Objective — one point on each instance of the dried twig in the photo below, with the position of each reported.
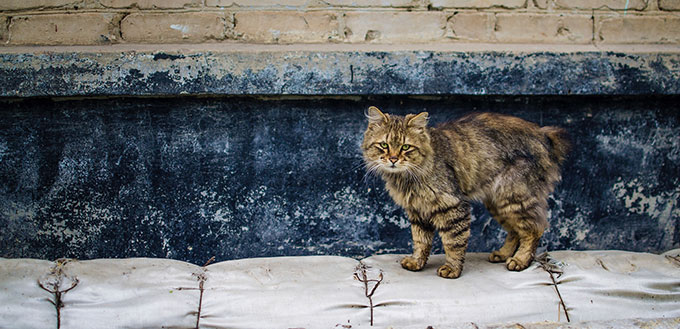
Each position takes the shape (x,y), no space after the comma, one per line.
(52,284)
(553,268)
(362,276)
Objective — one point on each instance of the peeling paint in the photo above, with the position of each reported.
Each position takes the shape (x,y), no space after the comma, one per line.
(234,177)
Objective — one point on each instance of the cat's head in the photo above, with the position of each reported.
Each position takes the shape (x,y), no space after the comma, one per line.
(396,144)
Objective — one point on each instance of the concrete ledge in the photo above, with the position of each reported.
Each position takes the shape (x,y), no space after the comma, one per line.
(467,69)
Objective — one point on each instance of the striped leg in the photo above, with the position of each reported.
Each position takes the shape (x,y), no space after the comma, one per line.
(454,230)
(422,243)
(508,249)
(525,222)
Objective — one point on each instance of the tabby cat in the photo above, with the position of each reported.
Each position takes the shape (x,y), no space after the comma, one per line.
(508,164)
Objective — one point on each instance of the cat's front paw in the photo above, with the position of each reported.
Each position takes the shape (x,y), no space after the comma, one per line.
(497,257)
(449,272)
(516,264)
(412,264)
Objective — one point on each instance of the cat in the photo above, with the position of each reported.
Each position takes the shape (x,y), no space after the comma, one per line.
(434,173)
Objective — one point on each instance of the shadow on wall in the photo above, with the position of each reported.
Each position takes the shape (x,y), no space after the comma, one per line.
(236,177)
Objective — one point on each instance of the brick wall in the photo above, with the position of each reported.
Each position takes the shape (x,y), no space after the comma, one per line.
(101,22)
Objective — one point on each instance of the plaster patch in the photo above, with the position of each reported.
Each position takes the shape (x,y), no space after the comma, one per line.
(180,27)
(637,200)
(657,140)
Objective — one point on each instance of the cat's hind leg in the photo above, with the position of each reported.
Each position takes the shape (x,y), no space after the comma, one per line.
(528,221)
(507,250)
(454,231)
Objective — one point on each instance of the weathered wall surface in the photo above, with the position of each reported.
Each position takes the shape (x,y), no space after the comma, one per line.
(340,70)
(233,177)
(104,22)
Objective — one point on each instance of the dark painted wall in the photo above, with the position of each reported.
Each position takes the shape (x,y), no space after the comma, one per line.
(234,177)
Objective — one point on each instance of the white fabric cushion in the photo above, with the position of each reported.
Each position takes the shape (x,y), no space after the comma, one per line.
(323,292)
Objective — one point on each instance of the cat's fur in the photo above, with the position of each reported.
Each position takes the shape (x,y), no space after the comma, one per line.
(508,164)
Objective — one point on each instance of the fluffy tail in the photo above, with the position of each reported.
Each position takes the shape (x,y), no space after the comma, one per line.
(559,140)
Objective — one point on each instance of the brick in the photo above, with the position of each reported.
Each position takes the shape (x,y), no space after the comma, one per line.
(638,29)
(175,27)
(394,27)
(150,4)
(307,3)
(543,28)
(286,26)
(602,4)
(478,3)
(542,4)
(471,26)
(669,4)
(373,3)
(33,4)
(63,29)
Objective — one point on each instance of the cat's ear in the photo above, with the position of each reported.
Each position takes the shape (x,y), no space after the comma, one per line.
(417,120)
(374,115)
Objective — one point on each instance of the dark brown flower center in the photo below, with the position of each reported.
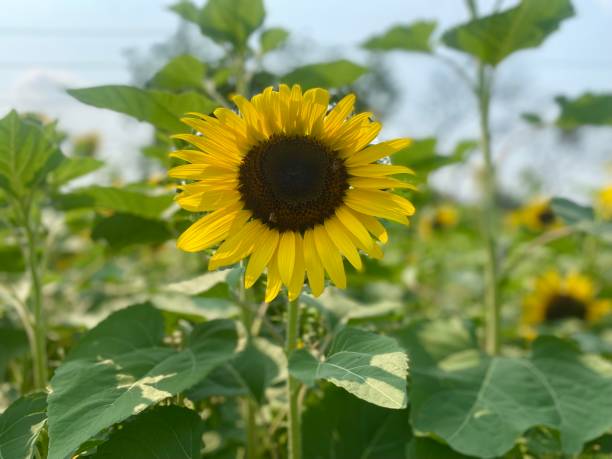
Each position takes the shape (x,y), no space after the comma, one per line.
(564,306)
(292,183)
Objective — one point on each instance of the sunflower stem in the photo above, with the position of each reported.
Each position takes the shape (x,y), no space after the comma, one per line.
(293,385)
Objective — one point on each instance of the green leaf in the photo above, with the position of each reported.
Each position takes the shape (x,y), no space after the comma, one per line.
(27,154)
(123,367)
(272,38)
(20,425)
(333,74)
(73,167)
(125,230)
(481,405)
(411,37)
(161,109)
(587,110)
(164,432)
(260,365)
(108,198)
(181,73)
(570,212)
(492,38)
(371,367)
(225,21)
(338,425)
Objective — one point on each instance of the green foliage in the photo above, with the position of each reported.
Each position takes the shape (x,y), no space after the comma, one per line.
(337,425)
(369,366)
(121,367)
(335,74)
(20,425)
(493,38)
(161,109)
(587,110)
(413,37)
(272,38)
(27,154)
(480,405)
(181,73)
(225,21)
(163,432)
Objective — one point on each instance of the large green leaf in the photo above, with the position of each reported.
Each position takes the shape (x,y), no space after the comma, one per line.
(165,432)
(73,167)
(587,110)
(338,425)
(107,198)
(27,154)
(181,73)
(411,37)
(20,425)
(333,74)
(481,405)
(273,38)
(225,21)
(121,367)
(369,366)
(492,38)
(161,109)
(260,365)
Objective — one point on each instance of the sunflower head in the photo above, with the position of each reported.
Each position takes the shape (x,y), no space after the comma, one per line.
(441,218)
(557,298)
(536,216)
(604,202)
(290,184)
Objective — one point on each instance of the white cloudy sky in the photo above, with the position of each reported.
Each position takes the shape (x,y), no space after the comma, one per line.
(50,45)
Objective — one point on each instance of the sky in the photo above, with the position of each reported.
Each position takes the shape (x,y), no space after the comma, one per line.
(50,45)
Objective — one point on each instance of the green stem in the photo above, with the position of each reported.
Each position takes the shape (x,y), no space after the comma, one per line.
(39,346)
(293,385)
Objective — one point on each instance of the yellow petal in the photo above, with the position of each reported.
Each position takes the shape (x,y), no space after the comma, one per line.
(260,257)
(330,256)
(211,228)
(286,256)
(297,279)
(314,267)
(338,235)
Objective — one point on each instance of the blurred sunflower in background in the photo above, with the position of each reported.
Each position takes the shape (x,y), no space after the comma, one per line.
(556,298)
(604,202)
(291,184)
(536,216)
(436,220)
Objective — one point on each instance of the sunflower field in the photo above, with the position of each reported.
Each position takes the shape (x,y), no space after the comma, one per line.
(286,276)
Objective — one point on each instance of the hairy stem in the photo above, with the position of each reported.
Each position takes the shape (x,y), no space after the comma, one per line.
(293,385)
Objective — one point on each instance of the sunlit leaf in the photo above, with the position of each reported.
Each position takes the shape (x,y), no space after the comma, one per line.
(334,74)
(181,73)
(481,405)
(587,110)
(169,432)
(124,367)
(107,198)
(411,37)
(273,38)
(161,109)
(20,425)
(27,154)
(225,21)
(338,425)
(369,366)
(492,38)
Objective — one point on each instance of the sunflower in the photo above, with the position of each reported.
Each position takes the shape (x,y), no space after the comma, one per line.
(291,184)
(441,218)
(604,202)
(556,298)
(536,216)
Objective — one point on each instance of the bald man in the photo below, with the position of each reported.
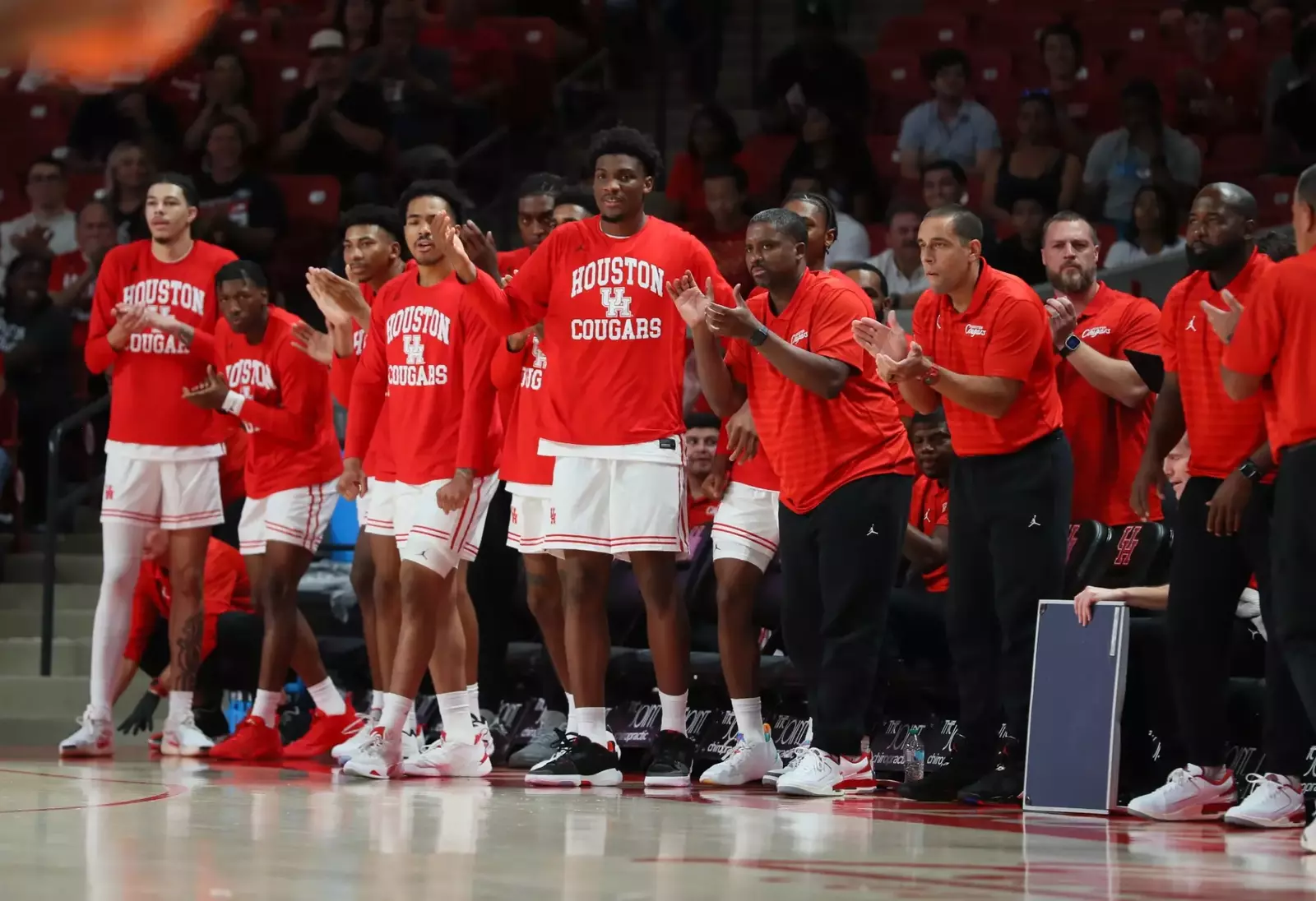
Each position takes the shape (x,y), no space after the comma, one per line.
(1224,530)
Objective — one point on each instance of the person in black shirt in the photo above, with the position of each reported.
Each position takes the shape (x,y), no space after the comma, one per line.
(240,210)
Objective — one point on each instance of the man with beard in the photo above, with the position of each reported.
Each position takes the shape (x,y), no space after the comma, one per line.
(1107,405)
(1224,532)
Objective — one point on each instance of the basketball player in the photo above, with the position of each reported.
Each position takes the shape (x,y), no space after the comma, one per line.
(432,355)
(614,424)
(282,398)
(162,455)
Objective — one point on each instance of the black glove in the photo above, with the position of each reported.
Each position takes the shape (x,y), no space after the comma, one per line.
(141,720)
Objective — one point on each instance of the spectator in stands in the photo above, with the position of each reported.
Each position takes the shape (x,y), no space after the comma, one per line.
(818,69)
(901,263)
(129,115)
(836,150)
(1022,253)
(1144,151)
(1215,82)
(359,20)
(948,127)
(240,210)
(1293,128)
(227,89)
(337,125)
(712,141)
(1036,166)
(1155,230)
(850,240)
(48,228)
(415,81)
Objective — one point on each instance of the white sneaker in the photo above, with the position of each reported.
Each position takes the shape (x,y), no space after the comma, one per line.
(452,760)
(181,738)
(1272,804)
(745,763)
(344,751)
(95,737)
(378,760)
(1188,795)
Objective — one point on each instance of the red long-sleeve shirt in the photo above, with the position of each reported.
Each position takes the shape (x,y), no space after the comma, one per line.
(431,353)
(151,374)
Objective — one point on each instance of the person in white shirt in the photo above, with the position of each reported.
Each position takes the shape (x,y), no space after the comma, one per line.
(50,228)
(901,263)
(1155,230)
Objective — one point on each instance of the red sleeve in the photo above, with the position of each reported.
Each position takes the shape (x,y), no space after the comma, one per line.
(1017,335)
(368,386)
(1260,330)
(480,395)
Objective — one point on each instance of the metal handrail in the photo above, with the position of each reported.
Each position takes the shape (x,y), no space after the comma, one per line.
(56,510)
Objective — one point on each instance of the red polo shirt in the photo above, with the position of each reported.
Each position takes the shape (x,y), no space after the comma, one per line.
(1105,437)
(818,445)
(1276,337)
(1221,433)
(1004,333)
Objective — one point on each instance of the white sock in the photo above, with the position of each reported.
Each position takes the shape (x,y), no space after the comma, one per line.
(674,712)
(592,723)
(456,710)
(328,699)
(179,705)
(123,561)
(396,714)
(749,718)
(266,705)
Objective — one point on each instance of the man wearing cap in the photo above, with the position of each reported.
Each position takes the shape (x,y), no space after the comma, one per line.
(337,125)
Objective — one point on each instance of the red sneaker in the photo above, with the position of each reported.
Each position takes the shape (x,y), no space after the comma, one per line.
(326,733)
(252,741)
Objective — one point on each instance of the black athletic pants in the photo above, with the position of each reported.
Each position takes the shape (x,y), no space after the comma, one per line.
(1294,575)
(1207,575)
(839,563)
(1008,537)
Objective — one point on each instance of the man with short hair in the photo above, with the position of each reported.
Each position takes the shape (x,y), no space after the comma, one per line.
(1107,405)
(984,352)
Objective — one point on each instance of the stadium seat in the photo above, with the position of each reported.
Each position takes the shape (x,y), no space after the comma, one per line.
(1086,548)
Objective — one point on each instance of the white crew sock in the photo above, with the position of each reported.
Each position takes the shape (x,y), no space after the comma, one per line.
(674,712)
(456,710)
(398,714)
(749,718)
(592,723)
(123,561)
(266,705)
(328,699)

[GIVEN REQUEST] Retype exactly the lines from the one containing "Objective — one point on each instance of the man wearing" through the last line of the records above, including both.

[COMPLETED TASK]
Objective — one point on each instance of the man wearing cap in the photo above, with the position of each reported.
Each position takes the shape (x,y), no space after the comma, one per line.
(337,125)
Objective — one point on each instance of the red sneaker in the photo above, with the position of each reported.
Each position takes the shape (x,y), no space after the comma, one per line.
(326,733)
(252,741)
Objective — one point on each instance of the black athletic pants in the photo above, with the position of each reported.
Each position takes the shape (x,y), no space after the comma, one per line.
(1294,575)
(1207,575)
(839,563)
(1008,537)
Objective — one point on each instance of the man with short hair in the photo above, with the position of each reported.
Each position takes the shape (x,y), no space after the comma, one per line.
(1107,405)
(984,352)
Objective — one point on each instance of the stadium seat in the photo above, with the position of each reported.
Each position takes the shape (x,y), no space after the comma, one per line.
(1086,548)
Objective — one point on each instance of the white crew sock in the photo above, with the position of each reported.
Each position takes the shape (x,y), no space after the comma, one per line.
(674,712)
(456,710)
(398,714)
(749,718)
(592,723)
(123,561)
(266,705)
(328,699)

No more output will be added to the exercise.